Search code examples
algorithmgraphdepth-first-searchtopological-sort

Topological sort to find the number of paths to t


I have to develop an O(|V|+|E|) algorithm related to topological sort which, in a directed acyclic graph (DAG), determines the number of paths from each vertex of the graph to t (t is a node with out-degree 0). I have developed a modification of DFS as follow:

DFS(G,t):
    for each vertex u ∈ V do
        color(u) = WHITE
        paths_to_t(u) = 0
    for each vertex u ∈ V do
        if color(u) == WHITE then
            DFS-Visit(u,t)

DFS-Visit(u,t):
    color(u) = GREY
    for each v ∈ neighbors(u) do
        if v == t then
            paths_to_t(u) = paths_to_t(u) + 1
        else then
            if color(v) == WHITE then
                DFS-Visit(v)
            paths_to_t(u) = paths_to_t(u) + paths_to_t(v)
    color(u) = BLACK

But I am not sure if this algorithm is related to topological sort or if should I restructure my work with another point of view.

■ Problem to solve: Continue the forum question about counting paths to t in a DAG with topological sort, starting right after its final sentence.

■ Entries provided:
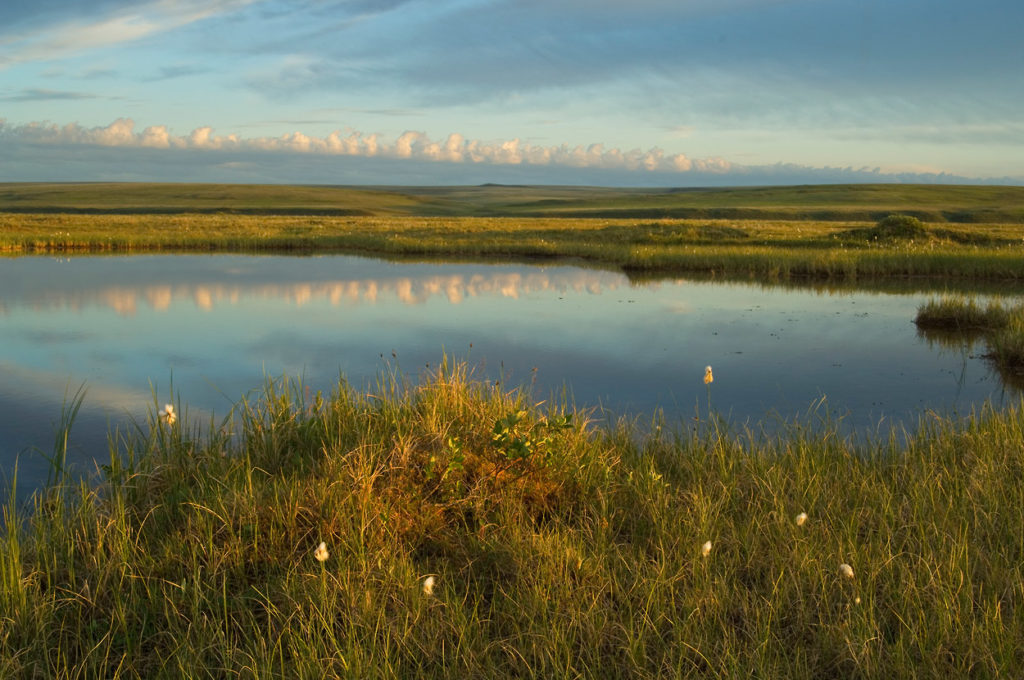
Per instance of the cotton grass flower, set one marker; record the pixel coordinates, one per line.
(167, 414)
...
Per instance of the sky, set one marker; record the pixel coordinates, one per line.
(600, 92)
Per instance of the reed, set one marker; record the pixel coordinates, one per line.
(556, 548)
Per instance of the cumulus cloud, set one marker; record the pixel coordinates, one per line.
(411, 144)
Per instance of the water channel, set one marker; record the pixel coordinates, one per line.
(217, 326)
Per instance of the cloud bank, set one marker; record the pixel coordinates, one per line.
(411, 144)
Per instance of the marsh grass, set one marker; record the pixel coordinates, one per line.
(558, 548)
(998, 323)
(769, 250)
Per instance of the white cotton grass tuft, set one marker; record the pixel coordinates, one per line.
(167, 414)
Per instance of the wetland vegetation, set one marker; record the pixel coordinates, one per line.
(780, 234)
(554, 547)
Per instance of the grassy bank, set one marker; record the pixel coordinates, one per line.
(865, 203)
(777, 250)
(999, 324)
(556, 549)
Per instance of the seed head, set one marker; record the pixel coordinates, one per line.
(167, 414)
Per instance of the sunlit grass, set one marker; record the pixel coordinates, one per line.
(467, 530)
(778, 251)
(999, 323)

■ Exercise output:
Solution

  • It can be done using Dynamic Programming and topological sort as follows:

    Topological sort the vertices, let the ordered vertices be v1,v2,...,vn
    create new array of size t, let it be arr
    init: arr[t] = 1
    for i from t-1 to 1 (descending, inclusive):
        arr[i] = 0  
        for each edge (v_i,v_j) such that i < j <= t:
             arr[i] += arr[j]
    

    When you are done, for each i in [1,t], arr[i] indicates the number of paths from vi to vt

    Now, proving the above claim is easy (comparing to your algorithm, which I have no idea if its correct and how to prove it), it is done by induction:

    Base: arr[t] == 1, and indeed there is a single path from t to t, the empty one.
    Hypothesis: The claim is true for each k in range m < k <= t
    Proof: We need to show the claim is correct for m.
    Let's look at each out edge from vm: (v_m,v_i).
    Thus, the number of paths to vt starting from v_m that use this edge (v_m,v_i). is exactly arr[i] (induction hypothesis). Summing all possibilities of out edges from v_m, gives us the total number of paths from v_m to v_t - and this is exactly what the algorithm do.
    Thus, arr[m] = #paths from v_m to v_t

    QED

    Time complexity:
    The first step (topological sort) takes O(V+E).
    The loop iterate all edges once, and all vertices once, so it is O(V+E) as well.
    This gives us total complexity of O(V+E)